### Work item
Write every line of the material again exactly, with no pictures in the copy.

### Input records

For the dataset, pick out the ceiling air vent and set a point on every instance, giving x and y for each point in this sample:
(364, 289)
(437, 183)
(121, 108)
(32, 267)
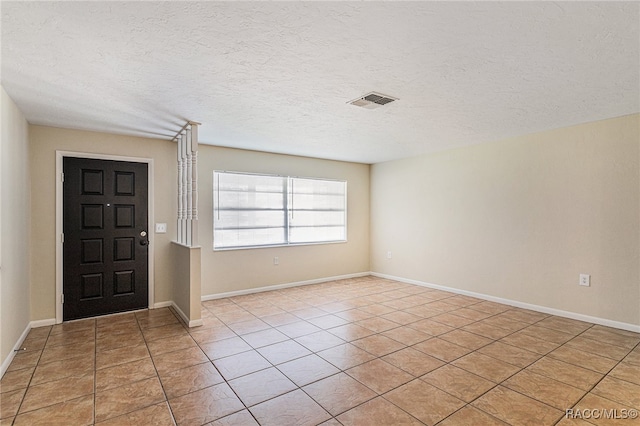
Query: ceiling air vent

### Your response
For the dataset, pick out the ceiling air vent and set a point on every instance, giving x and y for each point in this sample:
(364, 289)
(437, 183)
(121, 108)
(32, 267)
Query: ceiling air vent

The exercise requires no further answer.